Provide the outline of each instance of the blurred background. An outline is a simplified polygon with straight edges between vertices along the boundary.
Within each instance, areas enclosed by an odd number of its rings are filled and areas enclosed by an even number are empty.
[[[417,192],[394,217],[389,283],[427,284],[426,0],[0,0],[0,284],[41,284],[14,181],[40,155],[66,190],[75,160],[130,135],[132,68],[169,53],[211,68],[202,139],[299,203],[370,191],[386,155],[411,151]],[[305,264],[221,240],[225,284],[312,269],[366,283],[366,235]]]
============
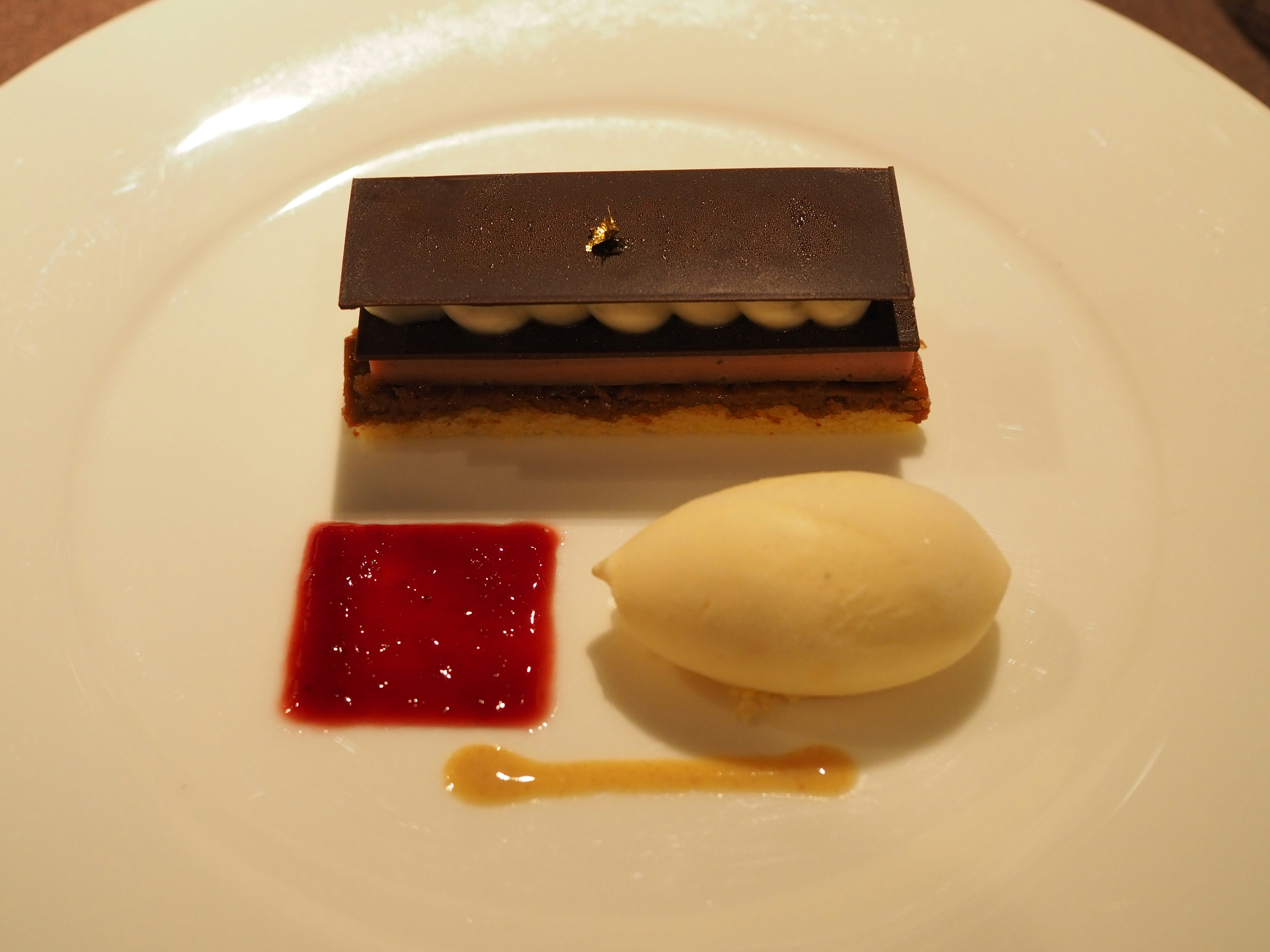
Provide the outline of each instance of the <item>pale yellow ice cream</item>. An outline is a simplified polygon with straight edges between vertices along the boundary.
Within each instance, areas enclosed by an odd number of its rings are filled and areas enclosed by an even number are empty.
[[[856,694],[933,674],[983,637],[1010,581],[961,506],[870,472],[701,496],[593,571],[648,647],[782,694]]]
============
- WHAT YOU SHOULD DO: Tally the lines in the items above that contain the string "vertices", treating uppercase and lowercase as different, and reply with only the number.

- ANSWER BELOW: 2